(Page extract)

Main results and discussion

Sample Set 1 (surfactants):

• Hydroxyl value model (SMLR using two wavelengths at 6854 and 8011 cm-1): R = 0.9999, RMSEC = 1.89 mg KOH/g, RMSECV = 2.59 mg KOH/g; reference range 70–350 mg KOH/g; replicate precision 0.55% RSD.
• Acid number model (3-factor PLS, 4500–8900 cm-1 after outlier removal): R = 0.9980, RMSEC = 0.129 mg KOH/g, RMSECV = 0.186 mg KOH/g; reference range 0.8–6.0 mg KOH/g; replicate precision 1.65% RSD.

Sample Set 2 (liquid polyols — hydroxyl and residual EtO):

• Hydroxyl value (SMLR, three points): R = 0.9994, RMSEC = 0.780 mg KOH/g, RMSECV = 0.951 mg KOH/g; reference range 23.4–116.0 mg KOH/g. Temperature during measurement controlled at 50 ± 0.1 °C to mitigate particulate effects.
• Residual ethylene oxide (SMLR, three points): R = 0.9999, RMSEC = 0.400 (units consistent with ppt scaling), RMSECV = 0.460; EtO range 1.78–100 ppt.

(End Page extract)

→ **Prompt 1**:
From the results section, extract the passage that begins at the words "Sample Set 2" and stops after the words "range 1.78–100 ppt.".
→ **Prompt 2**:
According to the results section, at what temperature was the liquid polyol hydroxyl value measurement controlled?
None of the saved entries are needed here.

(Given information)

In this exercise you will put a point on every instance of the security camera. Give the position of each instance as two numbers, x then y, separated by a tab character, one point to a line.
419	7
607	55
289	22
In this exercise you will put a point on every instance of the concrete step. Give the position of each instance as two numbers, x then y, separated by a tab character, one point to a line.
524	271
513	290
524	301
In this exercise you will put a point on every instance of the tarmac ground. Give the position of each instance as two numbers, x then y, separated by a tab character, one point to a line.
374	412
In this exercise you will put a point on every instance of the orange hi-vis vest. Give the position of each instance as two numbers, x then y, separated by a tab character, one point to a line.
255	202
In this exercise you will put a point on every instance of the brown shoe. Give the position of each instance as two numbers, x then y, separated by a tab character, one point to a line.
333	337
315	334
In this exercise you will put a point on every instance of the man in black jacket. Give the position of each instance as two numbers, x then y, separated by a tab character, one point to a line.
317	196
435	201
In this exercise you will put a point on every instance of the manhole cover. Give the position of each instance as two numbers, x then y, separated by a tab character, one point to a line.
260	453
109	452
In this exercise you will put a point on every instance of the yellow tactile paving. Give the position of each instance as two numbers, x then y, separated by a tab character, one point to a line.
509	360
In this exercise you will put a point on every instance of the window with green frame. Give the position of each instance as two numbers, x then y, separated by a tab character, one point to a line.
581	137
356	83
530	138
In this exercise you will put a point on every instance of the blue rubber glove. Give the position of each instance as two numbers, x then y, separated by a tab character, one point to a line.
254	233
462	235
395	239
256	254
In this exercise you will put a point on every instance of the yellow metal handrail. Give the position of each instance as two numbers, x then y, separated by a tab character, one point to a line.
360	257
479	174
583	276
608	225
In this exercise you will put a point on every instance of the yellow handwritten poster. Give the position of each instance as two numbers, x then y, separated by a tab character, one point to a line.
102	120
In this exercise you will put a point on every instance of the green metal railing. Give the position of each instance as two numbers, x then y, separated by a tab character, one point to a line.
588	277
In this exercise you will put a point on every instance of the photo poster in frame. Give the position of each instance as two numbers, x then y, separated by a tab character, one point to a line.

(End Given information)

→ **Expected answer 1**:
Sample Set 2 (liquid polyols — hydroxyl and residual EtO):

• Hydroxyl value (SMLR, three points): R = 0.9994, RMSEC = 0.780 mg KOH/g, RMSECV = 0.951 mg KOH/g; reference range 23.4–116.0 mg KOH/g. Temperature during measurement controlled at 50 ± 0.1 °C to mitigate particulate effects.
• Residual ethylene oxide (SMLR, three points): R = 0.9999, RMSEC = 0.400 (units consistent with ppt scaling), RMSECV = 0.460; EtO range 1.78–100 ppt.

→ **Expected answer 2**:
50 ± 0.1 °C